练习题目:
[1] 请列出页面文本中电话簿示例里出现的全部联系人名称。
[2] 请返回页面文本中从含有“In this case, it's”的词句开始、到“not be consistent.”为止的那一段，一字不改。
[3] 请把页面文本中以“The first line of input gives”开头的段落改写成简洁的要点列表，保留其主要信息。

页面文本:
----------------
Poj-3630（字典树，水题）

Given a list of phone numbers, determine if it is consistent in the sense that no number is the prefix of another. Let's say the phone catalogue listed these numbers:

• Emergency 911
• Alice 97 625 999
• Bob 91 12 54 26

In this case, it's not possible to call Bob, because the central would direct your call to the emergency line as soon as you had dialled the first three digits of Bob's phone number. So this list would not be consistent.

Input

The first line of input gives a single integer, 1 ≤ t ≤ 40, the number of test cases. Each test case starts with n, the number of phone numbers, on a separate line, 1 ≤ n ≤ 10000. Then follows n lines with one unique phone number on each line. A phone number is a sequence of at most ten digits.
----------------
数据部分:

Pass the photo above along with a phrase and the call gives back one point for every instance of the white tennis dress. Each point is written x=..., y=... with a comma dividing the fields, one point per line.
----------------
参考答案:
[1] Emergency、Alice、Bob

[2]
In this case, it's not possible to call Bob, because the central would direct your call to the emergency line as soon as you had dialled the first three digits of Bob's phone number. So this list would not be consistent.

[3]
- 输入第一行是一个整数 t（1 ≤ t ≤ 40），表示测试用例的数量。
- 每个测试用例先在单独一行给出 n（1 ≤ n ≤ 10000），即电话号码的个数。
- 接下来是 n 行，每行一个互不相同的电话号码。
- 电话号码是最多十位的数字序列。